Annotated coordinate records
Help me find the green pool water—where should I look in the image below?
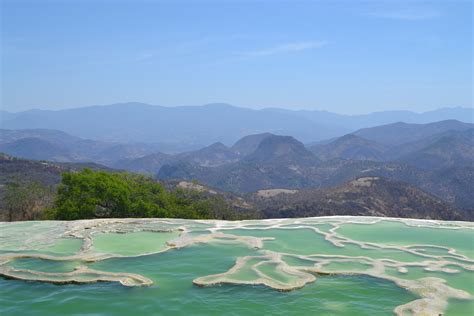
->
[0,217,474,316]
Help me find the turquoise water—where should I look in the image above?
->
[0,218,474,315]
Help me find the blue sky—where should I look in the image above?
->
[1,0,473,114]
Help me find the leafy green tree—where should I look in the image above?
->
[47,169,258,220]
[3,182,54,221]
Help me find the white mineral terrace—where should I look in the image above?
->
[0,217,474,315]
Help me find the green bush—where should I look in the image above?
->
[46,169,256,220]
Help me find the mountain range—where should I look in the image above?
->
[0,103,474,148]
[0,104,474,218]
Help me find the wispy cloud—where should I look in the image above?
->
[365,8,441,21]
[242,41,326,57]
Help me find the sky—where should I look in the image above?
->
[0,0,473,114]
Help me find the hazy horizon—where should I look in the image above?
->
[1,101,472,116]
[0,0,472,114]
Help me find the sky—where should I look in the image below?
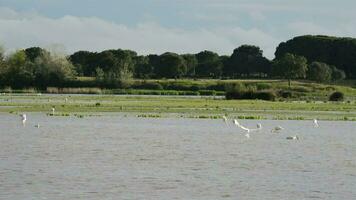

:: Your goal ::
Copy out every line of the records above character for character, omitting the pictures.

:: Solution for this problem ::
Help me find the green pool water—where should I look in the image below?
->
[0,217,474,316]
Help me find the turquoise water—where should I look in the image above?
->
[0,218,474,315]
Help me find the blue sky—where should I look in the image above?
->
[1,0,473,114]
Help me find the leafy green tree—where should I look in the image above?
->
[47,169,258,220]
[3,182,54,221]
Help me find the white mineral terrace—where should I look in the image above?
->
[0,217,474,315]
Help me find the green bush—where should I look in the image above?
->
[46,169,256,220]
Help me find the mountain range—where should I look in the image above?
->
[0,103,474,148]
[0,104,474,218]
Help me find the wispy cloud—where should I look in the image above?
->
[365,8,441,21]
[242,41,326,57]
Help me find the sky—where should I look in the image above?
->
[0,0,473,114]
Help me find the hazy horizon—where should I look in the image above?
->
[1,101,472,116]
[0,0,472,114]
Help me find the sky—where should I look in the image below?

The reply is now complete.